● Task prompt
Would you retype exactly the lines below, from the one containing "Annotate the white van" through the end of the entries, both ends included, but not the pictures?

[[ Supplied records open ]]

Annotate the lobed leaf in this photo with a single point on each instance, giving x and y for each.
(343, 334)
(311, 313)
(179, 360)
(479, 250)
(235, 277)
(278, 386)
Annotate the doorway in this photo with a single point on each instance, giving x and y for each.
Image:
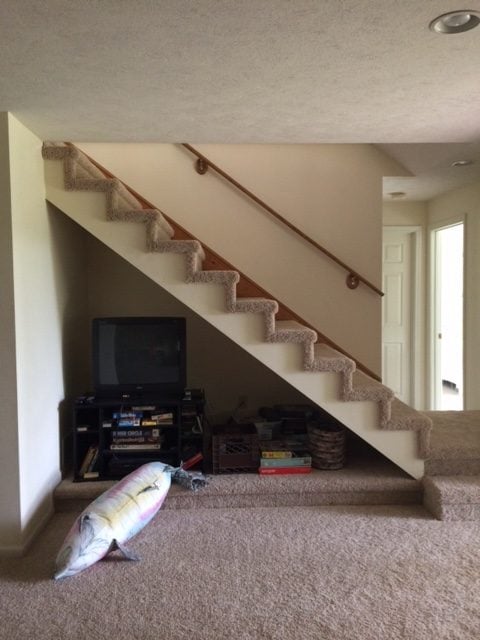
(448, 317)
(402, 316)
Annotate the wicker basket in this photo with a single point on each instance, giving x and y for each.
(327, 445)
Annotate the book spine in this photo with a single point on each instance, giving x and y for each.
(135, 447)
(273, 471)
(92, 450)
(305, 461)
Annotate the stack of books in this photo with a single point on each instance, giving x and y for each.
(283, 457)
(134, 432)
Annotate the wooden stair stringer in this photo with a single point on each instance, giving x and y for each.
(176, 265)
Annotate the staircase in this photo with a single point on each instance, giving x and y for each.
(106, 208)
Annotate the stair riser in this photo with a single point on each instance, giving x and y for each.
(272, 500)
(248, 330)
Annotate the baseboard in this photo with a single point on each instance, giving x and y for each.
(28, 536)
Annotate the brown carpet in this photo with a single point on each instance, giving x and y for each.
(455, 443)
(310, 573)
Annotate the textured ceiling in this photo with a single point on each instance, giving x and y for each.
(241, 71)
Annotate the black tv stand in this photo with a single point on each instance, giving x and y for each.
(113, 436)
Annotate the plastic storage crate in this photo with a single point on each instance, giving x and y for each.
(235, 449)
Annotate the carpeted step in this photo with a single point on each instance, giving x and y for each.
(453, 497)
(80, 173)
(360, 482)
(290, 331)
(404, 417)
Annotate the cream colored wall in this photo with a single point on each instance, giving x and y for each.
(454, 205)
(9, 468)
(331, 192)
(214, 362)
(43, 290)
(401, 214)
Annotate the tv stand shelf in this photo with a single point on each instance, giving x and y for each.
(112, 437)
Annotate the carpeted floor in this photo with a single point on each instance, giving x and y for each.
(309, 573)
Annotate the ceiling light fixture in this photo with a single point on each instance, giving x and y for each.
(455, 21)
(461, 163)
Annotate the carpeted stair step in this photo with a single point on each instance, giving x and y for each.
(405, 418)
(81, 174)
(290, 331)
(455, 443)
(360, 482)
(326, 358)
(453, 497)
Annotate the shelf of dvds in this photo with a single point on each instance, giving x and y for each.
(112, 438)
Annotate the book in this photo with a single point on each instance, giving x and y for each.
(272, 471)
(128, 422)
(136, 433)
(92, 472)
(301, 461)
(91, 452)
(276, 453)
(135, 447)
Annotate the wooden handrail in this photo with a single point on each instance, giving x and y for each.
(353, 278)
(246, 287)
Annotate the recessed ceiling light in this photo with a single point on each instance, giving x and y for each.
(455, 21)
(461, 163)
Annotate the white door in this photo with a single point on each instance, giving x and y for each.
(397, 311)
(447, 245)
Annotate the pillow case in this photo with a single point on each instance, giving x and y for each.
(115, 517)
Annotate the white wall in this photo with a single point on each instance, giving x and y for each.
(214, 362)
(9, 469)
(332, 192)
(405, 214)
(443, 210)
(42, 289)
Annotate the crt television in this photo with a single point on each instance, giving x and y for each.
(138, 356)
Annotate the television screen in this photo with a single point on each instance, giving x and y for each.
(139, 355)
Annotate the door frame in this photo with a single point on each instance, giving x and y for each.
(433, 303)
(417, 312)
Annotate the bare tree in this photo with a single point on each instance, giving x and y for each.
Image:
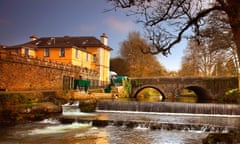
(211, 53)
(168, 21)
(139, 64)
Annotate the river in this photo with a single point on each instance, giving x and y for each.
(184, 129)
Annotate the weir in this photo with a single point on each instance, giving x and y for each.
(170, 107)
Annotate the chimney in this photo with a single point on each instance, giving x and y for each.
(33, 38)
(104, 39)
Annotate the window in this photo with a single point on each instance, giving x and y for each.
(16, 51)
(46, 52)
(26, 52)
(87, 57)
(94, 58)
(76, 54)
(62, 52)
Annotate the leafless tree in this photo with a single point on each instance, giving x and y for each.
(166, 22)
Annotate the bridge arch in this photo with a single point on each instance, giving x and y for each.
(201, 93)
(139, 89)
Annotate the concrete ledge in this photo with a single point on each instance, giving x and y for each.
(77, 95)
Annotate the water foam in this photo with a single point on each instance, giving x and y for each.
(59, 128)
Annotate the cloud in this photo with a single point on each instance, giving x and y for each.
(119, 25)
(87, 28)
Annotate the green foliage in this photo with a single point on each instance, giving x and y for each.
(127, 88)
(231, 96)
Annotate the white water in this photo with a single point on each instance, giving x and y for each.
(72, 109)
(58, 128)
(160, 113)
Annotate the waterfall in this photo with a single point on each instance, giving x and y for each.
(72, 109)
(170, 107)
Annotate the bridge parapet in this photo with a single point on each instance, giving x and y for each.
(170, 87)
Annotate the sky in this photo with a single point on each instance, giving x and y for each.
(19, 19)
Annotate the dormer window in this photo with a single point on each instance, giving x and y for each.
(26, 52)
(94, 58)
(62, 52)
(76, 54)
(46, 52)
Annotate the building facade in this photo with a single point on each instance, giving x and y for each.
(85, 52)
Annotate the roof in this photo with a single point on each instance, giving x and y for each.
(66, 41)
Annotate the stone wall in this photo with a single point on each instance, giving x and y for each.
(18, 73)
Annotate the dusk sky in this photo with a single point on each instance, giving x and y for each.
(19, 19)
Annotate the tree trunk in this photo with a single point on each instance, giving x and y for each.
(233, 11)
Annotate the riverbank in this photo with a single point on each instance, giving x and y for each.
(23, 106)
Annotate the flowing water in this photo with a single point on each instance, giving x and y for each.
(109, 126)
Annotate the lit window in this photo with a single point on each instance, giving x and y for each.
(87, 57)
(94, 58)
(76, 54)
(26, 52)
(62, 52)
(46, 52)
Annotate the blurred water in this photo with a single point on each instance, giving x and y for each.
(51, 131)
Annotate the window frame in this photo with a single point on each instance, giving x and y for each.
(46, 52)
(62, 52)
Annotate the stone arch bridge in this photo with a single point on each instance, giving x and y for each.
(205, 88)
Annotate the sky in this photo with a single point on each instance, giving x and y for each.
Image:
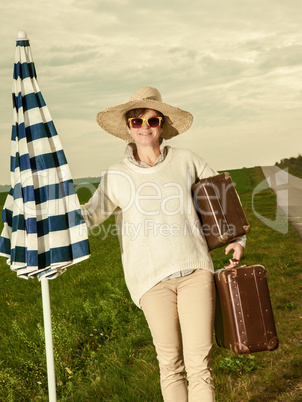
(236, 65)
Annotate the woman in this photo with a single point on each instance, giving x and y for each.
(167, 265)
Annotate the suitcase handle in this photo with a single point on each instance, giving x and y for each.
(216, 212)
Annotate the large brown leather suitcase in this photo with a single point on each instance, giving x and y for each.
(244, 321)
(219, 209)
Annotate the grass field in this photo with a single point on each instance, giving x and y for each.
(103, 348)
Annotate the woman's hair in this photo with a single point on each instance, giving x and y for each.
(139, 112)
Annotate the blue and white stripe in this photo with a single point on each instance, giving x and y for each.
(43, 230)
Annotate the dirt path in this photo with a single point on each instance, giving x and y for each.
(288, 190)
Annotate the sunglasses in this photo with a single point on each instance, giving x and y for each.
(138, 122)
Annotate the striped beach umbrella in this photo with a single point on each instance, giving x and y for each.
(43, 231)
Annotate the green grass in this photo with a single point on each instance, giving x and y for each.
(103, 348)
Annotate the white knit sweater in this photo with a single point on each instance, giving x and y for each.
(158, 228)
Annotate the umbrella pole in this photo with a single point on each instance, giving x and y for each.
(48, 341)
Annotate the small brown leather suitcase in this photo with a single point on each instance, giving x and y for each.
(219, 209)
(244, 321)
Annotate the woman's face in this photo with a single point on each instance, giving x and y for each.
(146, 135)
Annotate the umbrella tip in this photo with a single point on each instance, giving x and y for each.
(22, 35)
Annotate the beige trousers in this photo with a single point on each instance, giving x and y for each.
(180, 315)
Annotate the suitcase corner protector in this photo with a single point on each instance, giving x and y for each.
(241, 349)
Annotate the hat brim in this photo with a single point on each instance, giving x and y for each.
(112, 119)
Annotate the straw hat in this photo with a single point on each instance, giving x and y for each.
(112, 119)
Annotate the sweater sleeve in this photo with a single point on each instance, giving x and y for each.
(100, 206)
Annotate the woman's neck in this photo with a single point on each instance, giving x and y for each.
(147, 154)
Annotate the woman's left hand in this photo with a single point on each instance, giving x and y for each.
(237, 254)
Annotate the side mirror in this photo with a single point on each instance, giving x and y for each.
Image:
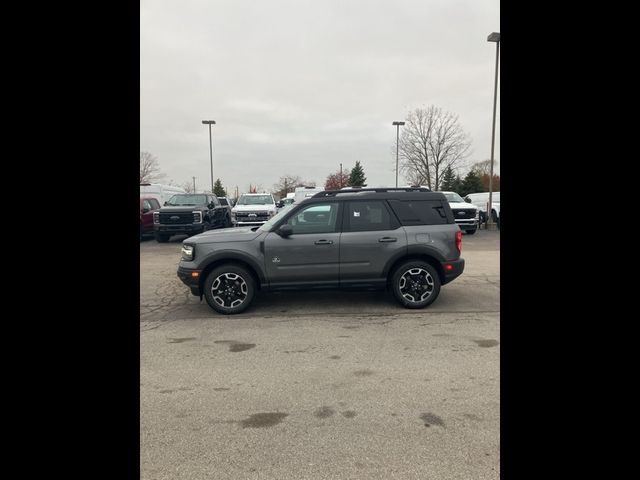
(285, 230)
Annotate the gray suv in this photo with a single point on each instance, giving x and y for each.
(405, 239)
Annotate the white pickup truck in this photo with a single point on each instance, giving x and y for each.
(481, 200)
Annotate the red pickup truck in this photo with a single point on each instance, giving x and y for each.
(148, 205)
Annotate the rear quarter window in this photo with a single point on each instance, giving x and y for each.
(421, 212)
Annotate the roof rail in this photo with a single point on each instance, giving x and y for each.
(333, 193)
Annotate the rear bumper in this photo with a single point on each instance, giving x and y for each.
(466, 224)
(452, 270)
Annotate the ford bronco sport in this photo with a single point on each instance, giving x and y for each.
(405, 239)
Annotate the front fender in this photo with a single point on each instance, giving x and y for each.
(234, 255)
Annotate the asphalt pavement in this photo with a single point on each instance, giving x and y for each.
(321, 385)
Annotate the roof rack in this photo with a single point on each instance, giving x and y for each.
(333, 193)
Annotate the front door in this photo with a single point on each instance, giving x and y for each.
(309, 256)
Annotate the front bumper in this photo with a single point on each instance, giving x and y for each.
(247, 224)
(457, 267)
(176, 229)
(186, 275)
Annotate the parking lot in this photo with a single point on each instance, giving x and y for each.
(321, 384)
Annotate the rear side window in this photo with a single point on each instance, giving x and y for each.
(369, 216)
(420, 212)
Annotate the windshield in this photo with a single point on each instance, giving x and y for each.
(255, 200)
(266, 226)
(187, 200)
(453, 197)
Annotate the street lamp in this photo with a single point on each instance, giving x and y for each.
(494, 37)
(210, 122)
(397, 124)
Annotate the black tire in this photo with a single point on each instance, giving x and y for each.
(226, 285)
(427, 281)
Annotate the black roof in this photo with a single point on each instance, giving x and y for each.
(400, 193)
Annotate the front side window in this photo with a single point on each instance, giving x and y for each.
(453, 197)
(315, 218)
(187, 200)
(256, 200)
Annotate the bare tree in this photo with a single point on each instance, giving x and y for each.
(188, 187)
(288, 183)
(431, 141)
(484, 167)
(149, 168)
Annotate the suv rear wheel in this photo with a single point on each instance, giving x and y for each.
(415, 284)
(229, 289)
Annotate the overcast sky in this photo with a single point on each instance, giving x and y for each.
(297, 87)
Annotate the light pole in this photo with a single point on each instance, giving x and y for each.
(494, 37)
(397, 124)
(210, 122)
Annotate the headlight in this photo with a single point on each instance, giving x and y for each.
(187, 252)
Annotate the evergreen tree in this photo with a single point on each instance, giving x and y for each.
(471, 184)
(218, 190)
(448, 180)
(357, 178)
(456, 185)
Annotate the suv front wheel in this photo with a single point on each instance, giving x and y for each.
(415, 284)
(229, 289)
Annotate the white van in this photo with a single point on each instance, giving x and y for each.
(161, 192)
(305, 192)
(481, 200)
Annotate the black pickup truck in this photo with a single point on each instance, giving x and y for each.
(189, 214)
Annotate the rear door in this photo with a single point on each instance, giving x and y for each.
(310, 256)
(371, 237)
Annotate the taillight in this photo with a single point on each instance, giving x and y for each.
(459, 240)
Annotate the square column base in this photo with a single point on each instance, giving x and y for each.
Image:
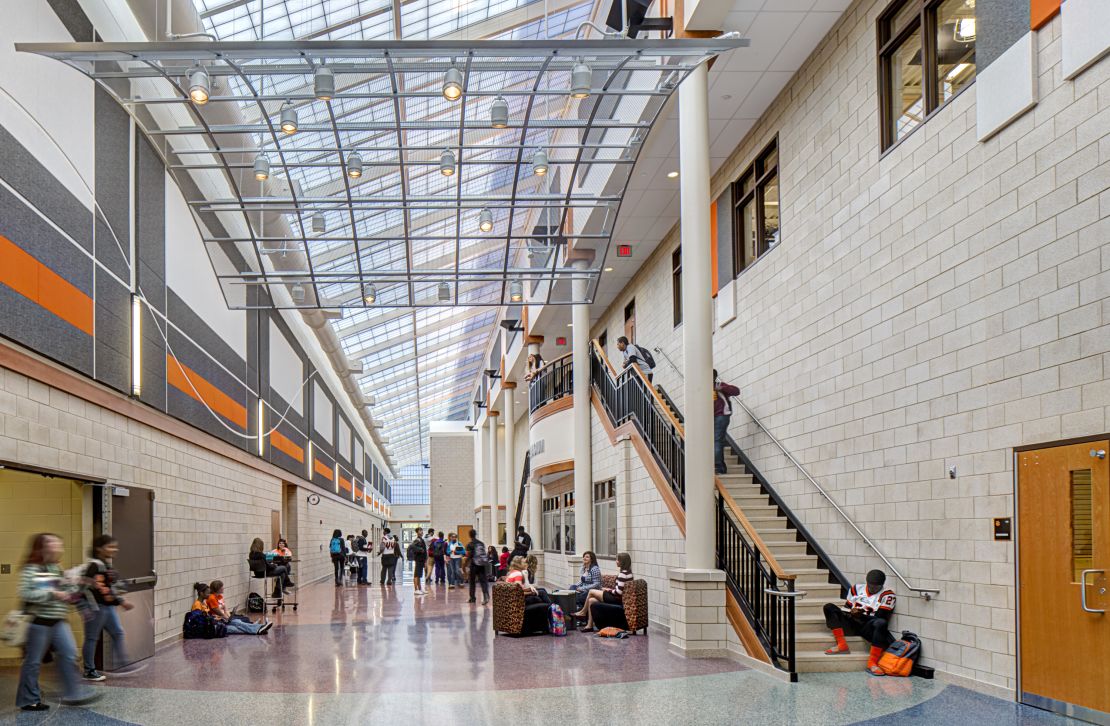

[[ Supplied records closed ]]

● Solution to this exercise
Annotate the white van in this photo with a single point on each instance, giving x and y for each.
(161, 192)
(305, 192)
(481, 200)
Annotate the black pickup truck in this photo with a single point on each instance, giving x and y for each.
(189, 214)
Annotate the rear door in this photo with a single point on each instance, giving x and y for each.
(310, 256)
(371, 237)
Annotate the taillight in this photo with a single point on each instance, giving x and y for each.
(459, 240)
Annotate the square column base in this photo with a single point on each instance, giving x and y for each.
Image:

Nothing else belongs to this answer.